- Work instructions
Every line of the material must be set down again without alteration.

- Given information
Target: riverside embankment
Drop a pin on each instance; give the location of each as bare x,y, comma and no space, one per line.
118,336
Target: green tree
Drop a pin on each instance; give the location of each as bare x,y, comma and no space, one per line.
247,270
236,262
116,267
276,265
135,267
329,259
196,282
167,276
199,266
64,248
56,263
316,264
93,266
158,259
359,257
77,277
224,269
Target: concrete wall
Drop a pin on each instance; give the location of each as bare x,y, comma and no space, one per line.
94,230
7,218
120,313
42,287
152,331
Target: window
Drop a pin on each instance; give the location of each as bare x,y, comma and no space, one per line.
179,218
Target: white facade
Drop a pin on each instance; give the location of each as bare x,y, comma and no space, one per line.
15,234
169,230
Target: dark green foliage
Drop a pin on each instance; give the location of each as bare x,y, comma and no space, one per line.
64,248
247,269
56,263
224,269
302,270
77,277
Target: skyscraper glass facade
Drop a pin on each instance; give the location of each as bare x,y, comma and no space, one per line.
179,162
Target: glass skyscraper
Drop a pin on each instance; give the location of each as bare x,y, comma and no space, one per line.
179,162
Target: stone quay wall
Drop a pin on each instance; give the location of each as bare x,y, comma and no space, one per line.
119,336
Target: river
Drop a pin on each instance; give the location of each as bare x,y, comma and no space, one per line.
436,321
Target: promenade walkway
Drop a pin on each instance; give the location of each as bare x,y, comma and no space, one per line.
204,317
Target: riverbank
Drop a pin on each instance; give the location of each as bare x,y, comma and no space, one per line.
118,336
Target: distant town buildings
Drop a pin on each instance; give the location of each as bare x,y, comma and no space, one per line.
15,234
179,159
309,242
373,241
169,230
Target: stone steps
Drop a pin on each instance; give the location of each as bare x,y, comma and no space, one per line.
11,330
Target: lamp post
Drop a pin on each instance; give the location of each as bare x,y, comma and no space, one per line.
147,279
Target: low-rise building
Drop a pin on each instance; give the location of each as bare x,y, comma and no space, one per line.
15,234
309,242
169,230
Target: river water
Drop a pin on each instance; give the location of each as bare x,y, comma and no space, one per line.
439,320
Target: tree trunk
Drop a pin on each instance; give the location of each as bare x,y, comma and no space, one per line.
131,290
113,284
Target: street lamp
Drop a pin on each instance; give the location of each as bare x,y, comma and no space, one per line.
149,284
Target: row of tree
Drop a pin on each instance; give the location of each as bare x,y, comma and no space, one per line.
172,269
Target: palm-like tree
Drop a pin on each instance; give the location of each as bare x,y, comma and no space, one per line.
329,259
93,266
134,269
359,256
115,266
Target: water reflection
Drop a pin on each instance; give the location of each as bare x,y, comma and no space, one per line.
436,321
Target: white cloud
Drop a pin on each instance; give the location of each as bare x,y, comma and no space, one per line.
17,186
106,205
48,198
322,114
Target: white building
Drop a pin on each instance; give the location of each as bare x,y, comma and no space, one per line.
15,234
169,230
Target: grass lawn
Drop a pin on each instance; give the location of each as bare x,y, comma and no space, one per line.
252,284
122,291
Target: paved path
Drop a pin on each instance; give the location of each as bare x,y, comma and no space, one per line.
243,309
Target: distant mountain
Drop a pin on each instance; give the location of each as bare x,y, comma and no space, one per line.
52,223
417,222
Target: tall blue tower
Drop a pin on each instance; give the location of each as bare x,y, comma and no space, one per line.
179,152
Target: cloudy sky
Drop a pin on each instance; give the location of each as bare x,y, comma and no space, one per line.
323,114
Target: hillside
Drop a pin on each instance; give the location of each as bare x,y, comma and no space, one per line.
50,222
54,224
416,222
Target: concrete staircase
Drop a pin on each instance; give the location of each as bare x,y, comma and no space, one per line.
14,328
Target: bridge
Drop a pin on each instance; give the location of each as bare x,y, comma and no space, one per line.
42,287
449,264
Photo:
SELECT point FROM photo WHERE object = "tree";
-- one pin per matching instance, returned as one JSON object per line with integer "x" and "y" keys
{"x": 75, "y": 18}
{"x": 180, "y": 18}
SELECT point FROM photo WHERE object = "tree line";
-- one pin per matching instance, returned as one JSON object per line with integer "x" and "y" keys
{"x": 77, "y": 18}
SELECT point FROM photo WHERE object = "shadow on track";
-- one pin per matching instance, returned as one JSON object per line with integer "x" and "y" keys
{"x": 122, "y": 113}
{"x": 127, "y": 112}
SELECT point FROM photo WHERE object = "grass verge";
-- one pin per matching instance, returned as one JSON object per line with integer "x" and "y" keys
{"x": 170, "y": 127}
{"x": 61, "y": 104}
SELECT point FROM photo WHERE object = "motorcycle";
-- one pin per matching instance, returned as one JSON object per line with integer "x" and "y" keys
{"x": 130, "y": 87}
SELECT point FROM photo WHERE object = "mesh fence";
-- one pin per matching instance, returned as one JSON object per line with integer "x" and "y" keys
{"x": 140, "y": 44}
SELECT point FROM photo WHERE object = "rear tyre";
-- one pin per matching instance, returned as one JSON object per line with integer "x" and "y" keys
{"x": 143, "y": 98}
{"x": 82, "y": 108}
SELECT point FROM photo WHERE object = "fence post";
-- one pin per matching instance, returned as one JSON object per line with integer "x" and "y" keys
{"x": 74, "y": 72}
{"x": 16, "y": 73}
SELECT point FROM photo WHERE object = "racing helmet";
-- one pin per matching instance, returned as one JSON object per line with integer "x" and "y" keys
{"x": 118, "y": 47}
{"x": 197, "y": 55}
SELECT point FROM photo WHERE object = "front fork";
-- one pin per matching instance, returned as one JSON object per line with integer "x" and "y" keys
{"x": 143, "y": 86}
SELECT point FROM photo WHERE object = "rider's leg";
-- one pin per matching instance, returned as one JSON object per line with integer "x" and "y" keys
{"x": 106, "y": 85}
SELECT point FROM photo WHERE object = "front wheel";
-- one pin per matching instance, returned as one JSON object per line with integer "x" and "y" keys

- Written response
Target: riverside embankment
Drop a pin on each instance; give the location of each as bare x,y, comma and no space, one per line.
118,336
Target: green tree
Drop a pin on each instance; give the location of each as bare x,y, comma and no space, one per line.
247,270
236,262
116,267
276,265
135,267
329,259
196,282
167,276
199,266
64,248
56,263
316,264
93,266
158,259
359,257
77,277
224,269
Target: concrete wall
Drop a pin on each instance; give the location of each as bare x,y, comma and no space, one per line.
94,230
7,218
120,313
42,287
152,331
Target: window
Drop a pin on each instance; give the location of each as bare x,y, comma and no space, one per line.
179,218
Target: white facade
Drop a pin on each instance; give the location of each as bare x,y, comma and no space, one per line.
15,234
169,230
Target: dark green foliage
Drop a pin on each instance; give the location of each as bare x,y, comma and no space, one per line.
64,248
247,269
56,263
224,269
302,270
77,277
Target: skyscraper glass facade
Drop a pin on each instance; give the location of each as bare x,y, comma and no space, one per line.
179,162
Target: glass skyscraper
Drop a pin on each instance; give the location of each as bare x,y, comma and no space, one per line.
179,162
Target: stone quay wall
Drop a pin on each instance; give the location of each as bare x,y, comma and no space, one per line.
119,336
Target: river
Drop a pin on each instance; give the location of each as bare x,y, comma and no space, one per line.
436,321
Target: promenade walkway
Drop a pin on each instance; give the location of each as bare x,y, comma and no space, one per line.
204,317
Target: riverbank
Drop a pin on each instance; give the location of each as bare x,y, comma and no space, one per line.
118,336
Target: distant town buildings
Drop a pin on each instance; give the location of each as bare x,y, comma and no space, one per line.
15,234
179,159
309,242
373,241
169,230
Target: stone steps
Drop a pin on each instance; give the location of each as bare x,y, comma and no space, one per line.
11,330
Target: lamp post
Drop a pin on each instance; give the location of each as bare x,y, comma and no space, one per line.
147,279
Target: low-rise building
Drop a pin on each instance; give the location of each as bare x,y, comma and no space, one per line.
15,234
309,242
169,230
Target: river water
Drop a pin on each instance; give the location of each as bare x,y, comma and no space, one per line.
439,320
Target: tree trunk
Drop a pin on each instance; give the location of each as bare x,y, comma and no space, one per line.
131,290
113,284
Target: street lamp
Drop a pin on each instance; give the location of each as bare x,y, comma and no space, one per line.
149,284
Target: row of tree
Drop a pin on each instance; give the location of each as bare x,y, comma and no space, one per line.
172,269
Target: palm-like tree
Drop a pin on each instance; give the location of each as bare x,y, comma and no space, one per line.
329,259
93,266
134,269
359,256
115,266
Target: water reflection
Drop a pin on each instance; give the location of each as bare x,y, comma and no space, one per line.
436,321
Target: white cloud
Drop a pin on each instance; give the location of each as bare x,y, comma and no space, one per line.
17,186
106,205
48,198
322,114
Target: white building
Drop a pin on each instance; give the location of each as bare x,y, comma and no space, one per line.
15,234
169,230
Target: grass lawn
Drop a pin on each instance; give the location of each as bare x,y, comma and no space, one per line.
252,284
122,291
Target: paved path
Drop a pin on each instance; give the location of each as bare x,y, comma and no space, one per line.
243,309
Target: distant mountain
Drop a pin on each instance; give the location of each as bare x,y, comma and no space, one per line.
52,223
417,222
Target: tall blue tower
Drop a pin on each instance; give the location of each as bare x,y, comma and no space, one per line.
179,152
Target: cloudy sky
Drop a pin on each instance; give the location of each as bare x,y, comma and no space, one per line.
323,114
Target: hillside
Drop a pin on each instance; give the location of each as bare x,y, comma and no space, one per line.
50,222
54,224
416,222
Target: concrete staircase
Drop a pin on each instance; give the location of each as bare x,y, comma and no space, one per line.
14,328
Target: bridge
Drop a pin on each instance; give the location of each as bare x,y, comma and no space, one per line.
42,287
449,264
Photo:
SELECT point FROM photo WHERE object = "tree";
-- one pin per matching instance, returned as one JSON object per line with integer "x" and "y" keys
{"x": 75, "y": 18}
{"x": 180, "y": 18}
SELECT point FROM photo WHERE object = "tree line";
-- one pin per matching instance, returned as one JSON object per line with integer "x" and "y" keys
{"x": 77, "y": 18}
SELECT point FROM photo WHERE object = "shadow on track";
-- one pin per matching instance, returned as one JSON object per line with integer "x" and "y" keys
{"x": 122, "y": 113}
{"x": 127, "y": 112}
SELECT point FROM photo WHERE object = "grass verge";
-- one pin per matching instance, returned as one JSON object per line with integer "x" and "y" keys
{"x": 170, "y": 127}
{"x": 61, "y": 104}
SELECT point FROM photo WHERE object = "motorcycle";
-- one pin per matching instance, returned as one JSON object per line with integer "x" and "y" keys
{"x": 130, "y": 87}
SELECT point FROM photo WHERE object = "mesh fence";
-- one pin per matching instance, returned as one JSON object per line with integer "x" and "y" keys
{"x": 140, "y": 44}
SELECT point FROM photo WHERE object = "rear tyre";
-- one pin per matching instance, returned as one JSON object per line with integer "x" and "y" keys
{"x": 143, "y": 98}
{"x": 82, "y": 108}
SELECT point FROM photo WHERE object = "fence post";
-- one pin per matching instance, returned as one JSON object per line with integer "x" and "y" keys
{"x": 74, "y": 72}
{"x": 16, "y": 73}
SELECT point FROM photo WHERE object = "racing helmet";
-- one pin per matching instance, returned as one JSON object per line with integer "x" and "y" keys
{"x": 118, "y": 47}
{"x": 197, "y": 55}
SELECT point FROM photo WHERE object = "front fork";
-- one pin per matching instance, returned as one JSON object per line with integer "x" and "y" keys
{"x": 143, "y": 86}
SELECT point FROM photo WHERE object = "rider's leg";
-- one pin per matching instance, returned as one JSON object per line with integer "x" and "y" keys
{"x": 106, "y": 85}
SELECT point FROM photo WHERE object = "front wheel";
-- one pin per matching instance, returned as one JSON object per line with integer "x" and "y" keys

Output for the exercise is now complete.